**Exercise material**
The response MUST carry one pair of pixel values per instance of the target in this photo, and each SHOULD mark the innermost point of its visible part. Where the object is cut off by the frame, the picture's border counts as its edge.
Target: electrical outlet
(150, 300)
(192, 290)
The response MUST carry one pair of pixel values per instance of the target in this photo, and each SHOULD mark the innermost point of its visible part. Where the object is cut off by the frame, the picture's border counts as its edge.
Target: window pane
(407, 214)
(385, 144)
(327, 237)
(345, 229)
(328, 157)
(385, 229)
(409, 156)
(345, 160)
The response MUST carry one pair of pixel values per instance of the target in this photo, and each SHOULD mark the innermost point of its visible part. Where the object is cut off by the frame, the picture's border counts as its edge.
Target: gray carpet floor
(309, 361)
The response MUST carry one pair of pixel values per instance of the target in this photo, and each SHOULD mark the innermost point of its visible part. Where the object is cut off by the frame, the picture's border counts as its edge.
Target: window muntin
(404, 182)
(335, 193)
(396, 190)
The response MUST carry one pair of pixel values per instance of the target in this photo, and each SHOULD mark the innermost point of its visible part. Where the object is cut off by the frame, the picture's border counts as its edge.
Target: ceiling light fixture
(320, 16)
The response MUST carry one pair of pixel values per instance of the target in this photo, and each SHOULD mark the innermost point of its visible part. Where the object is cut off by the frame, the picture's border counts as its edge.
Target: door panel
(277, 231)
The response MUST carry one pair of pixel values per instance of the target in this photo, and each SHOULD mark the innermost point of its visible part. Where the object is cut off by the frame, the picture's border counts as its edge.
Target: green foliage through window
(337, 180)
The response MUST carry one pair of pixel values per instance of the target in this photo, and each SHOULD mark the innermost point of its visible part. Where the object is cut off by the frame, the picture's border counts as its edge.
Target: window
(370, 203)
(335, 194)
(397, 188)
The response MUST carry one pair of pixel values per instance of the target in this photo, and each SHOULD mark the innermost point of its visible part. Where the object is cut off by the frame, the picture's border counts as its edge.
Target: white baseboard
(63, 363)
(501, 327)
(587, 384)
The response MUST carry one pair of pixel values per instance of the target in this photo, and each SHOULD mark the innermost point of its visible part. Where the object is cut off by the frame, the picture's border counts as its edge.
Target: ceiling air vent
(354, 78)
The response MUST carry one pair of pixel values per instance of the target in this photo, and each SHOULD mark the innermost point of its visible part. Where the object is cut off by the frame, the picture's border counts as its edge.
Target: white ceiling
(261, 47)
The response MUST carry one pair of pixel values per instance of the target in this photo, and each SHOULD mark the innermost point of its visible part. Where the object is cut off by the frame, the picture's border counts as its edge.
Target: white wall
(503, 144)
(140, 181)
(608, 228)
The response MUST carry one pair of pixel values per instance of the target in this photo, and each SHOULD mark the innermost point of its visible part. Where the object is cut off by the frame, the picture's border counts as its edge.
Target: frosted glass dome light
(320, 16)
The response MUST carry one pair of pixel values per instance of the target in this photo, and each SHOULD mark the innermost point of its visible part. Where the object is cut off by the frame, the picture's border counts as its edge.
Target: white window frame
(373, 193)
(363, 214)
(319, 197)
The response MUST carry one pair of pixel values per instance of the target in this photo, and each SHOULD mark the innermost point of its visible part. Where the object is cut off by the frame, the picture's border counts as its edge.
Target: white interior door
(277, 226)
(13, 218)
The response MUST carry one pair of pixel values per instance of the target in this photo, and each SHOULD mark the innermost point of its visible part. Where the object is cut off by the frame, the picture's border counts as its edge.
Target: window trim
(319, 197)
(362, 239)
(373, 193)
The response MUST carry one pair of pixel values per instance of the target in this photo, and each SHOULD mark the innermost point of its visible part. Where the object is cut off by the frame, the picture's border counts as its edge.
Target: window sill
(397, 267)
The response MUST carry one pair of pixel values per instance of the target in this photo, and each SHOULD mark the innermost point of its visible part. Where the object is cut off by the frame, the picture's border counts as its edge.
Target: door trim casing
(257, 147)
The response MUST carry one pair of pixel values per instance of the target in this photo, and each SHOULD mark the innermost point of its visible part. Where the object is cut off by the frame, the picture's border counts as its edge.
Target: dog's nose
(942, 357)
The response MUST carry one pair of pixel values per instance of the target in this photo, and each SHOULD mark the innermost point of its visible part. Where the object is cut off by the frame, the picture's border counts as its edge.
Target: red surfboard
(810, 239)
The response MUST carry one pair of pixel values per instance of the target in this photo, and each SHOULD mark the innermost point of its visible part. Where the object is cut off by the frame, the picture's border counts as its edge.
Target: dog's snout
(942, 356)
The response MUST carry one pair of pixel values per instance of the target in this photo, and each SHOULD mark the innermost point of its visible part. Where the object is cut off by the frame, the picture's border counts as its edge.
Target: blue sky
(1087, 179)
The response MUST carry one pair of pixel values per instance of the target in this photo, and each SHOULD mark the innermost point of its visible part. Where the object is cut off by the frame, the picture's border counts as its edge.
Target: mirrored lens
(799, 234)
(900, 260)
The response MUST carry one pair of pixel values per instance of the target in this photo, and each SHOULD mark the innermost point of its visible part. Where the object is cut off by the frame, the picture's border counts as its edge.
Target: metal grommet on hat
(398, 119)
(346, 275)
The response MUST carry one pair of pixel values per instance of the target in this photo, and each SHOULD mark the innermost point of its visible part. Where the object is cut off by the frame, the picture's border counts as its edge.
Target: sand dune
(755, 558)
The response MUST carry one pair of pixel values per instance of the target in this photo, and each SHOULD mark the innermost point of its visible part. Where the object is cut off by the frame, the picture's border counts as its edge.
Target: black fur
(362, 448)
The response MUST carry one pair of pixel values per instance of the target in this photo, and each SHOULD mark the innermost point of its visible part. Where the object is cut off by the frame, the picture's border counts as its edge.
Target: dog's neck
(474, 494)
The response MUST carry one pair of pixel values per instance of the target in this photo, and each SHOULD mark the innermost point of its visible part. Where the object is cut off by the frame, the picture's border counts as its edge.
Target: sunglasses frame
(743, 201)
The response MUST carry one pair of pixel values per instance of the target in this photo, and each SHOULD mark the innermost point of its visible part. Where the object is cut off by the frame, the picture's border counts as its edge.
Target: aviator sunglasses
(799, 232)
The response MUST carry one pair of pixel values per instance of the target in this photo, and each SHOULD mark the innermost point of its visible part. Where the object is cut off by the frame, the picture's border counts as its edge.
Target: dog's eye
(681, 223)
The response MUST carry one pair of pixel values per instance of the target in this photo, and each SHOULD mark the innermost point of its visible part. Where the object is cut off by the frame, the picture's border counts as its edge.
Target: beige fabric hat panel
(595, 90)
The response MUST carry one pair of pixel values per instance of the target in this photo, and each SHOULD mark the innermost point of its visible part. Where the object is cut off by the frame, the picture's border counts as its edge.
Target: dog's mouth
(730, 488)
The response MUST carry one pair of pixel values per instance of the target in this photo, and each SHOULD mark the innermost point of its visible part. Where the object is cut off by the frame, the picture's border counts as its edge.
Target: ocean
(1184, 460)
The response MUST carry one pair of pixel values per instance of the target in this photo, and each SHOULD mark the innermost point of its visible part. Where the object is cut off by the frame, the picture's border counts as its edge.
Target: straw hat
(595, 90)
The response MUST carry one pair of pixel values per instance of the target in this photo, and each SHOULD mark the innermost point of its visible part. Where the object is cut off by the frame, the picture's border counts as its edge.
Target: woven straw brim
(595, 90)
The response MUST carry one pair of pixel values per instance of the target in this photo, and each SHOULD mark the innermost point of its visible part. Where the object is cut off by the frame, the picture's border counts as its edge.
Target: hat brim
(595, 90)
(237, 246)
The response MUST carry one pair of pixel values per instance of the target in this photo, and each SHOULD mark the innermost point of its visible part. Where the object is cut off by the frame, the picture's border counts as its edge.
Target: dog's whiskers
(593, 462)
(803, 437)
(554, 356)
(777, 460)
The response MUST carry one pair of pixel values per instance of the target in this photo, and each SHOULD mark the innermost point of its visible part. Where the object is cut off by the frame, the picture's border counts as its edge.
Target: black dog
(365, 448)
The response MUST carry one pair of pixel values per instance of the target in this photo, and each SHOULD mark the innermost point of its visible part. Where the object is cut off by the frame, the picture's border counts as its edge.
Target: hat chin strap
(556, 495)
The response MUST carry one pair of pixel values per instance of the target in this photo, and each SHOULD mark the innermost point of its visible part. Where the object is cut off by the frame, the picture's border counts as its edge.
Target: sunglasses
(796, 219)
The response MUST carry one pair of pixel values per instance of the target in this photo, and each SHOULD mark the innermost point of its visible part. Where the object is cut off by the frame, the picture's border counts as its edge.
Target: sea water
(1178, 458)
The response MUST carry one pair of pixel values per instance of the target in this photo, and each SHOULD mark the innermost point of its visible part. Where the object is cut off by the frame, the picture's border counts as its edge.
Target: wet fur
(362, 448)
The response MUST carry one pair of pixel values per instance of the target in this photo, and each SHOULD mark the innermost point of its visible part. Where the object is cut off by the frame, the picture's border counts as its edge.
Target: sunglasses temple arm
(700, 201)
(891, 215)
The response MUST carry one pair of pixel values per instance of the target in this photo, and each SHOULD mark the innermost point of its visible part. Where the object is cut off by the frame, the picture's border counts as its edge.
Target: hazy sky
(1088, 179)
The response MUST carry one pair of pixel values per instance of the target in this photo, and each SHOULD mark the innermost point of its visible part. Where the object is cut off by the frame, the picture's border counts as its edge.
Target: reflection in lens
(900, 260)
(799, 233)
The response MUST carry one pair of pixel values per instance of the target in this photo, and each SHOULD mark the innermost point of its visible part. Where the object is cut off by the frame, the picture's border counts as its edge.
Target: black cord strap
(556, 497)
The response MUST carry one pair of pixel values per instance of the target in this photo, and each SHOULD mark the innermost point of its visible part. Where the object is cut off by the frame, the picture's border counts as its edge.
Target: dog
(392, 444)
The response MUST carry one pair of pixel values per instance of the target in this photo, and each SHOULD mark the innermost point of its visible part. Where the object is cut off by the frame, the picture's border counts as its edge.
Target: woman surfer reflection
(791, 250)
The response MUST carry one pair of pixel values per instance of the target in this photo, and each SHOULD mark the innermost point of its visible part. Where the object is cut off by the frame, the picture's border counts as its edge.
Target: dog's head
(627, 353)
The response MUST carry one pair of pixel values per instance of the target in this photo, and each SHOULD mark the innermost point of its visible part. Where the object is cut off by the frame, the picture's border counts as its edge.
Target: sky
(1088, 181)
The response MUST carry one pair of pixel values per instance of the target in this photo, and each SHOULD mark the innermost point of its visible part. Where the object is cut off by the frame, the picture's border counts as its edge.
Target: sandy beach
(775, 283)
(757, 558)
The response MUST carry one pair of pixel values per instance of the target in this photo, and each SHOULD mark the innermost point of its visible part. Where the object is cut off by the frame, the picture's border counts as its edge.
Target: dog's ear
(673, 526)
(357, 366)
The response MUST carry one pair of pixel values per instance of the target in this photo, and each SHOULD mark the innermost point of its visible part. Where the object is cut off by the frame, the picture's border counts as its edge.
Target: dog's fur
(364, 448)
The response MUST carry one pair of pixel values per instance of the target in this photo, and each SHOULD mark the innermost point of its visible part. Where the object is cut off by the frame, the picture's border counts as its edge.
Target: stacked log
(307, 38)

**About this exercise**
Copy, without any change, the run of lines from the one with "Target: dog's ear" through the end of the entries above.

**Output of the exercise**
Target: dog's ear
(673, 526)
(357, 366)
The response MUST carry one pair of pixel values per instance of the target in this photo, and each SHOULD mark the innermost point of its visible part. Where the object is cut off by the frame, the picture's border counts as its edge.
Target: dog's fur
(364, 448)
The response MUST carry one pair of pixel values per instance of the target in this photo, and each SHOULD mark the innermost point of its visible part. Where the object is cut off by the frame, the picture's border counts as its edge.
Target: stacked log
(307, 38)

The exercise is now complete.